• _PROBLEM_
Transcribe the rows below word for word, and leave the pictures out of your answer.

[Pointing and labeling entries]
╔══
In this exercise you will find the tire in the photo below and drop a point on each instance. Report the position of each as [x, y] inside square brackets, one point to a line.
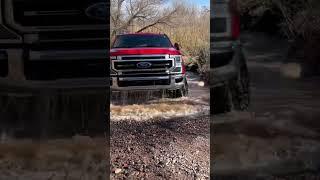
[220, 100]
[233, 95]
[179, 92]
[240, 88]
╚══
• _FINISHED EXERCISE_
In this exercise you will find the tire in the photo below and drop a point on each instance. Report the position of each as [x, y] inside square brackets, one point to a line.
[220, 100]
[233, 95]
[179, 92]
[240, 88]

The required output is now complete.